The shooting prompted the entire industry — including and especially this particular movie — to drastically overhaul best practices and make prop firearms safer. Production eventually resumed a year later, with Hutchins’ widower given a producer credit and Bianca Cline (late of Marcel the Shell with Shoes On) stepping in behind the camera. I might further add that two of the lead actors were no longer available, and so production more or less had to start from scratch.
I have neither the time, the inclination, nor the expertise to litigate the incident any further. I am neither qualified nor interested in speculating on who’s at fault or what (should have) happened. I’m only bringing this up at all because it would feel disrespectful if I didn’t.
What is the movie about? How good is it? In a sense, those questions are irrelevant. The bottom line is that someone died making it, and no film could possibly be worth that. Moreover, it could be argued that the box office grosses are effectively blood money, and any discussion of the film itself only distracts from the painfully real tragedy at the heart of it.
As such, I completely understand why nobody wanted anything to do with this film upon its release. There’s an argument to be made that the film never should’ve been finished at all, and I sincerely respect that perspective.

» COMPLETE THE FOLLOWING:
**A.** Reproduce the part of the film review that starts at the words "I have neither" and ends after the words "respect that perspective.".
**B.** Carry the film review on from its final sentence, keeping its voice and line of thought.
The items aren't needed for anything here.

[Excerpt from a dataset]
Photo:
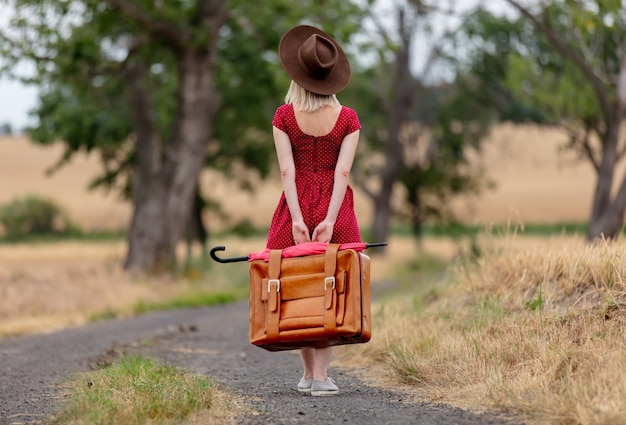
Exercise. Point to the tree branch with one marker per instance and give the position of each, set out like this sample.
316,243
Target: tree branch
165,30
570,54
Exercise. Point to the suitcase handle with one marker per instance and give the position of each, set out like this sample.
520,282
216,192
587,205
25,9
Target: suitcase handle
245,257
225,260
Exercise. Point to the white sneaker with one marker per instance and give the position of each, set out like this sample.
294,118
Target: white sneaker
321,388
304,386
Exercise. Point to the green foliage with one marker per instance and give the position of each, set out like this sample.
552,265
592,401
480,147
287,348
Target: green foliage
538,78
535,304
33,216
92,47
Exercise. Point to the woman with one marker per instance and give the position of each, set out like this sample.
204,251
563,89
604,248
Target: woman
316,139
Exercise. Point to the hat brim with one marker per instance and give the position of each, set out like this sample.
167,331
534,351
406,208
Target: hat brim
336,80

» ANSWERS TO THE EXERCISE:
**A.**
I have neither the time, the inclination, nor the expertise to litigate the incident any further. I am neither qualified nor interested in speculating on who’s at fault or what (should have) happened. I’m only bringing this up at all because it would feel disrespectful if I didn’t.
What is the movie about? How good is it? In a sense, those questions are irrelevant. The bottom line is that someone died making it, and no film could possibly be worth that. Moreover, it could be argued that the box office grosses are effectively blood money, and any discussion of the film itself only distracts from the painfully real tragedy at the heart of it.
As such, I completely understand why nobody wanted anything to do with this film upon its release. There’s an argument to be made that the film never should’ve been finished at all, and I sincerely respect that perspective.

**B.**
With all of that said, I can’t help but admire the tenacity of these filmmakers. With all this shit going on, through all the heartbreak and legal troubles, with a shoestring budget and literally the entire world rooting against them, the filmmakers got their movie finished and out the door. In any other context, that would be deeply admirable.
Weighing it all out, I can’t escape the conclusion that this movie needs to be chronicled. Nobody deserves to die making a movie, but I’m not sure that any movie deserves to be solely remembered for somebody’s death either. So I’m giving it the Movie Madness treatment, renting the DVD to be sure that I see it without giving any money directly to the filmmakers.
We lay our scene in Bumfuck, Wyoming, circa 1882. The film opens with Lucas Hollister and his little brother Jacob, respectively played by Patrick Scott McDermott and Easton Malcolm. Lucas is a 13-year-old boy, Jacob is maybe half that age, and the two of them are left alone to run the farm where their parents are buried. For obvious reasons, the both of them are nearly flat broke — aside from the farmland, a horse, and their great-granddaddy’s prized rifle, they’ve got basically nothing.
The plot kicks off when Lucas runs afoul of the town’s resident wealthy asshole (Charles Gantry, played by Gabriel Clark, representing Eugene!). Long story short, things escalate until Lucas accidentally kills Gantry. Lucas — a 13-year-old boy, remember — is summarily found guilty of premeditated murder and sentenced to hang.
(Side note: Yes, this is a movie about a main character who accidentally shoots someone to death, made to suffer through a public and blatantly unjust court trial for it. Not that anyone making the film could’ve known what happened behind the scenes, but I’ll let you finish that thought for me.)
Enter Harland Rust (Baldwin), a notorious shitkicker who just happens to be Lucas’ estranged grandfather. Rust breaks the boy out of jail with the goal of getting him down to safety in Mexico. This great idea is naturally complicated by the $1,000 bounty on their heads and everyone in the American Southwest looking to collect it. And so we’re off to the races.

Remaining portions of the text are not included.